Instructions to follow: Please show each line below that contains the word "wooden", copying every such line in full.

Available data:

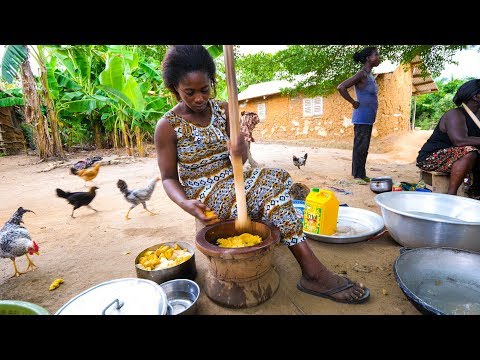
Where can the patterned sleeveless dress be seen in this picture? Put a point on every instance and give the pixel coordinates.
(206, 174)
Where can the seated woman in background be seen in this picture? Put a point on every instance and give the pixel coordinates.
(454, 145)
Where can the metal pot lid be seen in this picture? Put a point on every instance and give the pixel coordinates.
(381, 178)
(128, 296)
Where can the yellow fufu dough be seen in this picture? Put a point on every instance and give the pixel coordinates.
(243, 240)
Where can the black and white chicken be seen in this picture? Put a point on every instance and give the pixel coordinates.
(137, 196)
(15, 241)
(300, 161)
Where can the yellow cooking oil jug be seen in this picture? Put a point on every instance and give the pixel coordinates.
(321, 212)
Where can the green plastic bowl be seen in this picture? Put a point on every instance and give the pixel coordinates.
(15, 307)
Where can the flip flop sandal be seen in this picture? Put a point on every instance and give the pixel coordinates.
(328, 294)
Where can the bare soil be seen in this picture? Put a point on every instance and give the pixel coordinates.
(100, 246)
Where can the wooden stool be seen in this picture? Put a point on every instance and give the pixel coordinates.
(438, 182)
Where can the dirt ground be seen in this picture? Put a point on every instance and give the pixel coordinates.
(98, 247)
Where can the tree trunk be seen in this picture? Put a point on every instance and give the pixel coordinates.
(57, 148)
(96, 134)
(125, 139)
(33, 112)
(138, 137)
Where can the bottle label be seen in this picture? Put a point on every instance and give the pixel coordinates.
(311, 221)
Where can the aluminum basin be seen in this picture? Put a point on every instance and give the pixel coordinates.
(420, 219)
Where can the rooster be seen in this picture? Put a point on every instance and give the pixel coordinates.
(79, 198)
(300, 161)
(86, 174)
(15, 241)
(138, 196)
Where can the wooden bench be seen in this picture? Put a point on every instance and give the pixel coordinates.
(438, 182)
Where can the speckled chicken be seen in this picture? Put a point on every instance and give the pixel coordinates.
(15, 241)
(300, 161)
(137, 196)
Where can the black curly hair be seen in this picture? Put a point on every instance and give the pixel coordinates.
(362, 55)
(180, 60)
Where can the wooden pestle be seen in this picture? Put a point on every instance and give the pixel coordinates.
(242, 223)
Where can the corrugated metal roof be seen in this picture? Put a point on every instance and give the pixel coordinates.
(419, 85)
(263, 89)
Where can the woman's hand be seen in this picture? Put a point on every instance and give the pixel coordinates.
(200, 211)
(237, 148)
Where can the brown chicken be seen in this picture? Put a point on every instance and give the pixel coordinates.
(86, 174)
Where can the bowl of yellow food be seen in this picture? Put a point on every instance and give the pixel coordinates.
(167, 261)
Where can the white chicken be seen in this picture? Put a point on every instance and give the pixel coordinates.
(15, 241)
(138, 196)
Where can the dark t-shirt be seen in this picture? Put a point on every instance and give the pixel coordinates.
(440, 140)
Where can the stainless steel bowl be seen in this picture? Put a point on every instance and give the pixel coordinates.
(381, 184)
(182, 296)
(440, 281)
(419, 219)
(185, 270)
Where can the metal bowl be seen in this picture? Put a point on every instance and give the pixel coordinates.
(381, 184)
(182, 296)
(185, 270)
(420, 219)
(440, 281)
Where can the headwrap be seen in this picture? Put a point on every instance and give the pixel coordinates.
(467, 91)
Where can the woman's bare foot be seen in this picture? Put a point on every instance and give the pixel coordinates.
(336, 288)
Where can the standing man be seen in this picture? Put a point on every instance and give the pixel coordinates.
(248, 121)
(364, 108)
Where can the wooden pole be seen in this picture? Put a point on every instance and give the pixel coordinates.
(242, 223)
(472, 115)
(414, 111)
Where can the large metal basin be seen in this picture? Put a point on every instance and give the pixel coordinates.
(440, 281)
(420, 219)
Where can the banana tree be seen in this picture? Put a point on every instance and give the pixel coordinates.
(77, 77)
(120, 86)
(15, 64)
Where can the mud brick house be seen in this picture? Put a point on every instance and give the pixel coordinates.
(284, 117)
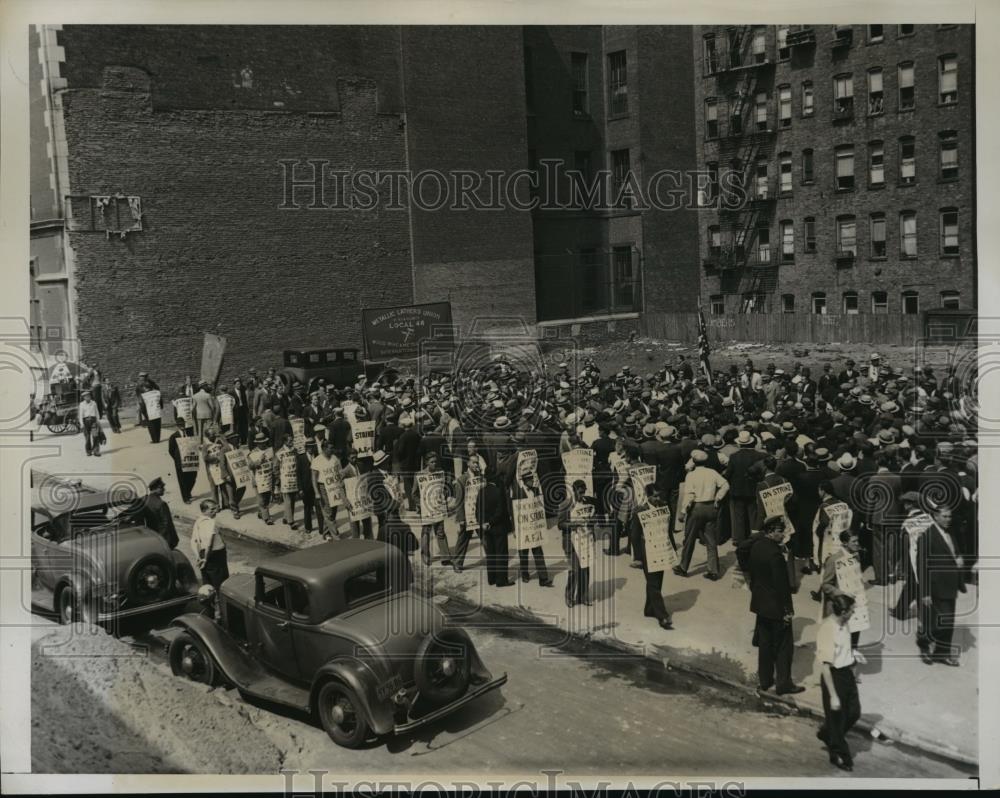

Problem solution:
Where can the wooden stool be seen in this picture? Put a point on every instance and give the pixel coordinates.
Where can the wooden bench be seen in this picture? Put a point on every instance and give the pixel coordinates.
Where can the wooden pestle be seen in this picture? Put a point on every instance and give the pixel coordinates.
Where can the wooden pole be seen in this picture? Put a point on every instance and give the pixel coordinates.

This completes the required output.